**Written instruction**
How many lines in the material below contain the word "foliage"? Give only the number.

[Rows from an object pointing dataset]
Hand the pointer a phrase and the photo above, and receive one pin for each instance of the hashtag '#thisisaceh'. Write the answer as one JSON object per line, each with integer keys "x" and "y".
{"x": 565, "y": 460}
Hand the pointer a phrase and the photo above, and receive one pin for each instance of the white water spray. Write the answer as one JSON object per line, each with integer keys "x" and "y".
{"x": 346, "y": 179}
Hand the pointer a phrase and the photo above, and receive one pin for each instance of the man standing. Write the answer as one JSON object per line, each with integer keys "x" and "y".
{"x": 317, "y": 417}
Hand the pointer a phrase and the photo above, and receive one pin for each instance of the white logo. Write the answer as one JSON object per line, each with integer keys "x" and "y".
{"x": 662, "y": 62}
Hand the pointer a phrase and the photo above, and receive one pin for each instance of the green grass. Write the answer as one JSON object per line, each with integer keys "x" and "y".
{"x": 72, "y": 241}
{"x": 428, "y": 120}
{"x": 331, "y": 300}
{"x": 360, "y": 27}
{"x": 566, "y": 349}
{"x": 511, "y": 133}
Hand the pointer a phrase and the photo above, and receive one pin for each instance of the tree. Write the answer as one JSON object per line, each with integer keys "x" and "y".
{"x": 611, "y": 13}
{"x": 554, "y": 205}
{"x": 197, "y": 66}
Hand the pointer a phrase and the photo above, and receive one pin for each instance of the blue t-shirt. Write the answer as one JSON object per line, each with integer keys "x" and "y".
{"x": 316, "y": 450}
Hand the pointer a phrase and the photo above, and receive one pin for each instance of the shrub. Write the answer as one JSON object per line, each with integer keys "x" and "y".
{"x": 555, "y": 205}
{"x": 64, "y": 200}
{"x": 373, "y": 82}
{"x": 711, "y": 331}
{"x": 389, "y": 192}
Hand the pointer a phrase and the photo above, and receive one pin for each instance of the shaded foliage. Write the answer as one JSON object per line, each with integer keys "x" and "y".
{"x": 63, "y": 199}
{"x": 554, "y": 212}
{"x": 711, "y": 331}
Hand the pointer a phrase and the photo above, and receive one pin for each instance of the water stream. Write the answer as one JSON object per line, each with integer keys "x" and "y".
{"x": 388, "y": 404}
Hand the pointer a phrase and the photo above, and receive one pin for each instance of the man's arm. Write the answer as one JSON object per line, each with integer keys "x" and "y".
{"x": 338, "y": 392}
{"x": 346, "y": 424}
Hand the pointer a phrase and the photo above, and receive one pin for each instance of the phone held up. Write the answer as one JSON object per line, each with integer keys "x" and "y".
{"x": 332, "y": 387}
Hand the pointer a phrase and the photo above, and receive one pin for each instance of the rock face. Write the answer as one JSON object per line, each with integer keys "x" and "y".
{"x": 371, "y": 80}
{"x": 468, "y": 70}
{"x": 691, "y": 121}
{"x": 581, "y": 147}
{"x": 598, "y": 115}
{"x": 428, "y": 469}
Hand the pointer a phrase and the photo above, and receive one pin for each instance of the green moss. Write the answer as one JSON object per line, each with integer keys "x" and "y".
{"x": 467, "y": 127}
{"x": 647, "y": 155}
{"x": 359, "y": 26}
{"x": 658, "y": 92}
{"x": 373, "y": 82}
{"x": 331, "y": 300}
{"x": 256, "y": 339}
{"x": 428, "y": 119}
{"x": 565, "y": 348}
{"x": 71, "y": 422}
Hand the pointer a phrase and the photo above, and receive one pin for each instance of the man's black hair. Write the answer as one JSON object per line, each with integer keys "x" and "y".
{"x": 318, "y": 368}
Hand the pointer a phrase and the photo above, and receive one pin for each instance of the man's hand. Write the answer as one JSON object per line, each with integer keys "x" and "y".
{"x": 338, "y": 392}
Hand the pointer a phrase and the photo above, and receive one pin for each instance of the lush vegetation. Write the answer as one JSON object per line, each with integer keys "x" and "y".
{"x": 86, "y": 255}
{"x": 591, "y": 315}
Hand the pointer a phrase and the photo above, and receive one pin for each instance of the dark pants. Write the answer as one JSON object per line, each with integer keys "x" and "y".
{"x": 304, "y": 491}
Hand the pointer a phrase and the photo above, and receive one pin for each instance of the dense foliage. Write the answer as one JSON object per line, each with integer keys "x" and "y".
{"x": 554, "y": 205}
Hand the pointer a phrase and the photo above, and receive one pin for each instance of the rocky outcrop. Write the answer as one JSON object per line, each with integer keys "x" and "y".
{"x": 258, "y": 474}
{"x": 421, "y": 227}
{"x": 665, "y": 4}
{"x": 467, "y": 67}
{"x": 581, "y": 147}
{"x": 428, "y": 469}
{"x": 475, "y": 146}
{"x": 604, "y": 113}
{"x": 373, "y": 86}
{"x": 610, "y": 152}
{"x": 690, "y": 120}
...
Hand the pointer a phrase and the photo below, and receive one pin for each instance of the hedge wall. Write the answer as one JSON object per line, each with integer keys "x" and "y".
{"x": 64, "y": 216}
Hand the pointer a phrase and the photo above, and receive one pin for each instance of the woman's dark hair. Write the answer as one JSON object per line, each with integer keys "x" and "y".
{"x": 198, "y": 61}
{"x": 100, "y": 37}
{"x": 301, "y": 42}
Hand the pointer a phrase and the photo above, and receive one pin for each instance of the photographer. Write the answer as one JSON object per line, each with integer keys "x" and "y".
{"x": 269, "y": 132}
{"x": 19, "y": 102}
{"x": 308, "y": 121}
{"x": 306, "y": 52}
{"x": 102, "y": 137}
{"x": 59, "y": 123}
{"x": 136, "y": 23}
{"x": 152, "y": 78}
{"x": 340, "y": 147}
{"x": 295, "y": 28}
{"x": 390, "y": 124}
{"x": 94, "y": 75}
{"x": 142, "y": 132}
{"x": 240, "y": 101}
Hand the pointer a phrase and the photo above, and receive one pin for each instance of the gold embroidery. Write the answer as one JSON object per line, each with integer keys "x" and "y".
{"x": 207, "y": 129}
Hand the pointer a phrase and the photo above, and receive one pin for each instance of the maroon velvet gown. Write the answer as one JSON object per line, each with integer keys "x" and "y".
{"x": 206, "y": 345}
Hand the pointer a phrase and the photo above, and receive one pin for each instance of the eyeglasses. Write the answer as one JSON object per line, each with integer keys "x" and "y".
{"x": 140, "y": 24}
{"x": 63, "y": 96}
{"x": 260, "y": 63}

**Task answer**
2